(Beginning of Document text)
We're so busy establishing whether his philanthropic efforts outweigh his deceit that we don't ask the question whose answer might actually, meaningfully change how we live out the rest of our day.

That question is: Which Lance do we believe?

You don't have to be a cyclist, athlete, or individual with cancer for the answer to matter. You just need to be someone who, right now, is trying to do something or survive something against the odds. You just need to be someone who is at an edge, whether created by loss or disease, say, or retirement, divorce, a professional opportunity or a personal one.

One of the Lances survived cancer. The statistics said he should have been a goner. This Lance says, believe with everything you've got that those Big Forces you're facing are not as big as you think. Not only will you survive, but you will go on to do great things and inspire others by your example.

And this was the genesis of Livestrong's powerful message. Cancer doesn't determine your destiny. You do.

Armstrong was the perfect message carrier. He embodied rebelliousness and independence. No one, I mean no one, he seemed to be saying every time he smiled for the cameras, tells me what to do. This disposition puts him in the tradition of those who have counseled us to cultivate self-reliance, to stubbornly refuse to submit to a herd mentality. Thoreau, Emerson, Whitman and Einstein all agreed that we cannot let others' opinions or past wisdom limit us.
(End of Document text)
Set of tasks
(1) Copy the passage about Lance Armstrong word for word, starting at "One of the Lances" and ending at "destiny. You do.".
(2) List the figures who, according to the passage about Lance Armstrong, all agreed that we cannot let others' opinions or past wisdom limit us.
(3) Continue the passage about Lance Armstrong from its last sentence.
(Beginning of Dataset excerpt)
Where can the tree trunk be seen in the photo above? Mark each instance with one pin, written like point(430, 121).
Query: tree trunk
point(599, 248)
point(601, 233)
(End of Dataset excerpt)
Response list
(1)
One of the Lances survived cancer. The statistics said he should have been a goner. This Lance says, believe with everything you've got that those Big Forces you're facing are not as big as you think. Not only will you survive, but you will go on to do great things and inspire others by your example.

And this was the genesis of Livestrong's powerful message. Cancer doesn't determine your destiny. You do.

(2)
Thoreau
Emerson
Whitman
Einstein

(3)
But there was the other guy, the cyclist. His message is that the human spirit is no match for what the community is saying or doing. If cycling has been infected by dope, you've only one option. Become a doper.

The tragedy is that Lance the cyclist believed in peer pressure and didn't believe the message of Lance the cancer survivor.

But to return to those of us at the water cooler.

We might not have an opinion on whether the USADA should lift its lifetime ban on Armstrong competing. We might not have an opinion on how to curtail the influence of performance-enhancing drugs, or whether we should even try. We might not have an opinion on Livestrong's future.

But we should have an opinion on which Lance is real to us. Even if we're not currently at our edge personally or professionally, we will be someday. It's inevitable. And the edge is a place where there doesn't seem to be a way forward or back. When we are at that place, Lance the cancer survivor might be able to help us hang on through the worst. If we choose to believe Lance the cyclist, we're done for.